Objective A -
Multiply every coordinate in the answers by 1.25 and round to whole numbers, with halves rounded up, then write out the part of the records that opens with the line containing "Where can you see the black tablecloth" and runs through the end of the records. Include the requests unchanged, and give only those lines.

Quoted passage -
--*--
Find the area under the parabola \(y=x^2\) from 0 to 1. The required area is equal to

\[\int_0^1 x^2 dx = \left[\frac{1}{3}x^3 \right]_{x=0}^{x=1} = \frac{1}{3}\left[x^3 \right]_{x=0}^{x=1} = \frac{1}{3} (1^3 - 0^3) = \frac{1}{3}.\]

Evaluate \(\int_3^6 \frac{1}{x}dx.\)

\[\int_3^6 \frac{1}{x}dx = [\ln x]_{x=3}^{x=6} = \ln 6 - \ln 3 = \ln \frac{6}{3} = \ln 2.\]

Improper Integrals#

So far we assumed that a definite integral \(\int_a^b f(x) dx\) was defined on a finite interval \([a,b]\). An improper integral extends the concept of a definite integral to infinite intervals.

Definition. If \(\int_a^t f(x) dx\) exists for every number \(t \geq a\), then

\[\int_a^{\infty} f(x)dx = \lim_{t \to \infty} \int_a^t f(x) dx\]

provided this limit exists (as a finite number).

Definition. If \(\int_t^b f(x) dx\) exists for every number \(t \leq b\), then

\[\int_{-\infty}^b f(x)dx = \lim_{t \to -\infty} \int_t^b f(x) dx.\]

provided this limit exists (as a finite number).

Definition. The improper integrals \(\int_a^{\infty} f(x)dx\) and \(\int_{-\infty}^b f(x)dx\) are called convergent if the corresponding limits exist. They are called divergent if the limits do not exist.

Definition. If both \(\int_a^{\infty} f(x)dx\) and \(\int_{-\infty}^b f(x)dx\) are convergent, then we define

\[\int_{-\infty}^{\infty} f(x) dx = \int_{-\infty}^a f(x) dx + \int_a^{\infty} f(x) dx,\]

where \(a\) is any real number.
--*--
Data excerpts -
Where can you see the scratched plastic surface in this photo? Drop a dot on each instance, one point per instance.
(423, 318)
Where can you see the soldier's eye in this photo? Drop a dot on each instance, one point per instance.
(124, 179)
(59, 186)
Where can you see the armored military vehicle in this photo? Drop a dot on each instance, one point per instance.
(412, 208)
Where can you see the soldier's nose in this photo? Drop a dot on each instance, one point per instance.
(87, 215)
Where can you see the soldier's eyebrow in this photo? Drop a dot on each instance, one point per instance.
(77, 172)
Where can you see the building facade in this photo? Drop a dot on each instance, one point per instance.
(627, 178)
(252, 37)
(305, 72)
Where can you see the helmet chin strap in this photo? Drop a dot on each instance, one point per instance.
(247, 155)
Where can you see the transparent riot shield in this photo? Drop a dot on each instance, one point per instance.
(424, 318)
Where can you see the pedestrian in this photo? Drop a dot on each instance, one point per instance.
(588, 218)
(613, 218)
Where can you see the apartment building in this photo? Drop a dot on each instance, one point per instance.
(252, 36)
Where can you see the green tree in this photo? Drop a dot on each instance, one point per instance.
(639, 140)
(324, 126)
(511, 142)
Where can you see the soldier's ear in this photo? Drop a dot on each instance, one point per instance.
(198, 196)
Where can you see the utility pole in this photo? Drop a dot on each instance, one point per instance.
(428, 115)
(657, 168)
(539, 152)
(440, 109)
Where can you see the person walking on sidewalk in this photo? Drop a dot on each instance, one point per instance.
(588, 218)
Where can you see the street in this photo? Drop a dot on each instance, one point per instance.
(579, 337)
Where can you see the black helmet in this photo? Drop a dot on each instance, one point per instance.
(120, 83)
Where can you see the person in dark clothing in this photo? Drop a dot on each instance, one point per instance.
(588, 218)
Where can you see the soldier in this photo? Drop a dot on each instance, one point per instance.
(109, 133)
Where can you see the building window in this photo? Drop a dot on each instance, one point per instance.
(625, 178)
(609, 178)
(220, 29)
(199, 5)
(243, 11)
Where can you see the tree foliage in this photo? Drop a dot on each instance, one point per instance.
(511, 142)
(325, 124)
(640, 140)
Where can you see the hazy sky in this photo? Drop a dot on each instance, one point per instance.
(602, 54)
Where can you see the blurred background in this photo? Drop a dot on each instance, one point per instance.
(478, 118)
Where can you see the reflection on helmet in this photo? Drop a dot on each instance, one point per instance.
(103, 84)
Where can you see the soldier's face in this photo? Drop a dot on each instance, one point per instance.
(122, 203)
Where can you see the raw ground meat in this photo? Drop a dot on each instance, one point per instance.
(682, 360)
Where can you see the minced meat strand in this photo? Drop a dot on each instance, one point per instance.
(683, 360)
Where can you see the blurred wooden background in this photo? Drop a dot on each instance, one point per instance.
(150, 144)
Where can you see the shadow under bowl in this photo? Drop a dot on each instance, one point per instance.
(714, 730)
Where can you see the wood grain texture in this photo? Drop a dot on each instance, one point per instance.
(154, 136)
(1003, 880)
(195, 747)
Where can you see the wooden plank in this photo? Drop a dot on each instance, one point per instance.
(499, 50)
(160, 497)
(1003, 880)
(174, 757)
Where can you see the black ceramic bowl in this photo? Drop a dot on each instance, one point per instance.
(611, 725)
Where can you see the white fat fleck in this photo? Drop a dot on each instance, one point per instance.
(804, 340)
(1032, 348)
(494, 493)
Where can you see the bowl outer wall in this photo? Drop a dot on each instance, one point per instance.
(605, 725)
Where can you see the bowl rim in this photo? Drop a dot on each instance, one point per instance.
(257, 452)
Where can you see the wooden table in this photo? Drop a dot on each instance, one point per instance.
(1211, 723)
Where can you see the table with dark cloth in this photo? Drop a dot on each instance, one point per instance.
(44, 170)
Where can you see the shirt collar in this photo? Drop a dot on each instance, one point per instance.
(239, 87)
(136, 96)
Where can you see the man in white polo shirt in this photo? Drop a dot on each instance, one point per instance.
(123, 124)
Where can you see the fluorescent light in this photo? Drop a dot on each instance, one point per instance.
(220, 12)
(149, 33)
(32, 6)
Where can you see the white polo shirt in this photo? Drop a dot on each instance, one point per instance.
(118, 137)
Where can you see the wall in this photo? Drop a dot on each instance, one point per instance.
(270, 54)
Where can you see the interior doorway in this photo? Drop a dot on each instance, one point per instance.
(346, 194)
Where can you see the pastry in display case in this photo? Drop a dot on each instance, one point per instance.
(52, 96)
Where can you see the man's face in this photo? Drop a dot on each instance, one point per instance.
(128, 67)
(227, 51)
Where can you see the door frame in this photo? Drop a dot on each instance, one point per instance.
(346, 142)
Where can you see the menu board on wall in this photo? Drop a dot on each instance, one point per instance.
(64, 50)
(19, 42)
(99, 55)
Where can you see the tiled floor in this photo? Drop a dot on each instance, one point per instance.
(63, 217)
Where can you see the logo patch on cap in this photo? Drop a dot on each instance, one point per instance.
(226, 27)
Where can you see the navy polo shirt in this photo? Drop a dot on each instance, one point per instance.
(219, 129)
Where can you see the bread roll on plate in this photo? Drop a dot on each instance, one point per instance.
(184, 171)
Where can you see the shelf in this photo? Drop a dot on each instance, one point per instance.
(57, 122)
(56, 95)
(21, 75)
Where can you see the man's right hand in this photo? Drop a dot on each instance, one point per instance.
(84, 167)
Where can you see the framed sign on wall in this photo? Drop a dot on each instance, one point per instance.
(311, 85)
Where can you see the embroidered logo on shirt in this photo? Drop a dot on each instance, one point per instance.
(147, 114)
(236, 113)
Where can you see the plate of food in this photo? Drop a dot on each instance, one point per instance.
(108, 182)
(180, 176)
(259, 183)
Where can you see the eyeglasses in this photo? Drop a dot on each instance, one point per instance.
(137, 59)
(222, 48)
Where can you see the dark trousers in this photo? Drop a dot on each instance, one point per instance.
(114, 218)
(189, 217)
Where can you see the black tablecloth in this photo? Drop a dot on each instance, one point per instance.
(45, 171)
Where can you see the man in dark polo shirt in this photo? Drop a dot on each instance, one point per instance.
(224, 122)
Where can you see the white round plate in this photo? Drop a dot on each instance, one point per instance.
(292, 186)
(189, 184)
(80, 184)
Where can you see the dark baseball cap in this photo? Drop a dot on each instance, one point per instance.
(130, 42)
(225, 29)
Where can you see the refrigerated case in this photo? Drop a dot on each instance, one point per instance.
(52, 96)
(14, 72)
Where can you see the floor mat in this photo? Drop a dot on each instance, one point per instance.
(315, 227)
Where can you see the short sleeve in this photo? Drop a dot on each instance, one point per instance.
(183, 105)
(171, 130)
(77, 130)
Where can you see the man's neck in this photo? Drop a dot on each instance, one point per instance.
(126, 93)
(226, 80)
--*--
Objective B -
Continue the text on definite and improper integrals from the point where it stops.

Final answer A -
Where can you see the black tablecloth in this photo? Drop a dot on each instance, one point per instance.
(56, 214)
Where can you see the man in dark polo shirt in this photo? Drop a dot on each instance, one point per instance.
(280, 153)
Where can you see the white round plate in this photo? Drop a dot on each instance, one point per instance.
(365, 233)
(236, 230)
(100, 230)
Where can you see the dark baseball cap in this photo? Drop a dot on each instance, one point per instance.
(163, 53)
(281, 36)
Where can you see the refrigerated case in this photo? Drop a dot on each instance, one point per instance.
(65, 120)
(18, 90)
Where can you see the floor mat in this photo? Drop a dot on each instance, one point per instance.
(394, 284)
Where can you see the short sleeve in this photo? Drop a dot on each instance, one point per instance.
(229, 131)
(214, 163)
(96, 163)
Where can you see the man's neck in this photo? Drop a dot on each instance, one point per instance.
(158, 116)
(283, 100)

Final answer B -
Example. Determine whether the integral \(\int_1^{\infty} (1/x) dx\) is convergent or divergent.

Solution.

\[\int_1^{\infty} \frac{1}{x}dx = \lim_{t \to \infty} \int_1^t \frac{1}{x}dx = \lim_{t \to \infty} \left[ \ln |x| \right]_1^t = \lim_{t \to \infty} (\ln \:t - \ln \:1) = \lim_{t \to \infty} \ln \:t.\]

Important: The notation in the Review of Integrals is unrelated to the notation in the remaining part of the lecture.

Probability Density Function#

Continuous random variables are described by their probability density functions (PDFs). If \(f\) is a PDF, then it has the following properties:

\( f(x) \geq 0,\)
\( \int_{- \infty}^{\infty} f(x) dx = 1.\)

In addition, if \(F\) is the corresponding CDF, then

\(f(x) = \frac{d F(x)}{dx},\) and
\(F(a) = P(X\leq a) = \int_{-\infty}^a f(x) dx.\)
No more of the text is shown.